Work instruction: Repeat what the lines below say, word for word, and skip every image.

Provided records:
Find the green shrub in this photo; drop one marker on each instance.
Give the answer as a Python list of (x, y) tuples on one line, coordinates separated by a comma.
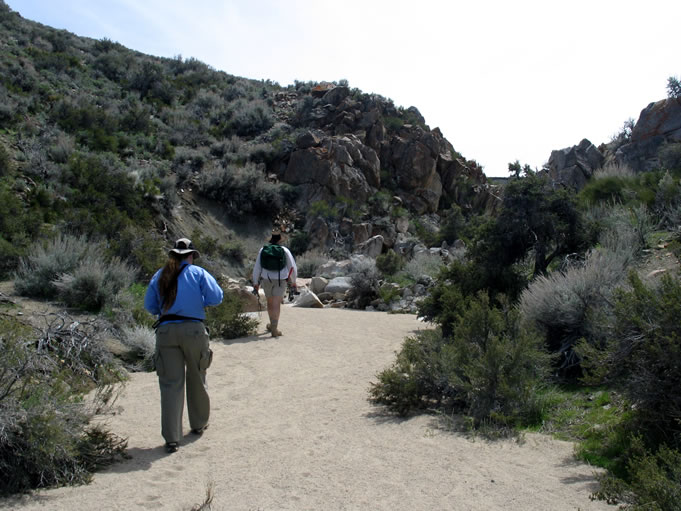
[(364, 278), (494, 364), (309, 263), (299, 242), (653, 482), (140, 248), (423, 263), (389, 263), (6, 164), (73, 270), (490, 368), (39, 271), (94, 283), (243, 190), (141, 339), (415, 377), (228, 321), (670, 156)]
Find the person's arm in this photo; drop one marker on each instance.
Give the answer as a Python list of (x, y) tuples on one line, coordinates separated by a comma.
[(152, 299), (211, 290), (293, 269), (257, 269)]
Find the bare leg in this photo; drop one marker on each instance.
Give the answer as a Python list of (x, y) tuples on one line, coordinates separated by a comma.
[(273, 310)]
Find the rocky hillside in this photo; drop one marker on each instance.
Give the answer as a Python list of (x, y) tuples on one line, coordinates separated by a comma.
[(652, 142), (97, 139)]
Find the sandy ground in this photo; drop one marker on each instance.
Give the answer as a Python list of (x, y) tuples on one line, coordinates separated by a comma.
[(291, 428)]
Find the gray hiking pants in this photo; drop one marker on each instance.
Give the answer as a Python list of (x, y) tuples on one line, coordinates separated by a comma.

Answer below:
Find the green shrub in this photo; drop one marker on each instance.
Give the answer as a Python list of (x, y) tuples on one line, coordinates separated by a comma.
[(364, 278), (494, 364), (309, 263), (299, 242), (653, 482), (140, 248), (423, 263), (389, 263), (6, 164), (73, 270), (490, 368), (39, 271), (94, 283), (243, 190), (141, 339), (415, 377), (228, 321), (670, 156)]
Find the person's arm in this photo; drop one marker on each instance.
Give the answer as a Python list of (x, y) tuples on one line, coordinates separated by a comma.
[(152, 299), (211, 290), (293, 269), (257, 269)]
Find the bare leg in this photo; drop one marker on each instance.
Give the answer as a Python list of (x, y) tuples on one line, coordinates separated by a comma.
[(273, 310)]
Find the rocky hillside in this photo; drop one marker on each instance.
Give the answer as a Python list of (x, y) tuples on one line, coordinates separated by a comma.
[(652, 142), (97, 139)]
Find the sandy ground in this photo; drop one marker on each instance.
Give the answer as a Python list of (x, y) tuples on one line, coordinates separated by a comma.
[(291, 428)]
Find the gray hiking pants in this photo; drop one marker on each instance.
Give the answer as a Python list of (x, y) tuples on one line, coordinates separated by a comma.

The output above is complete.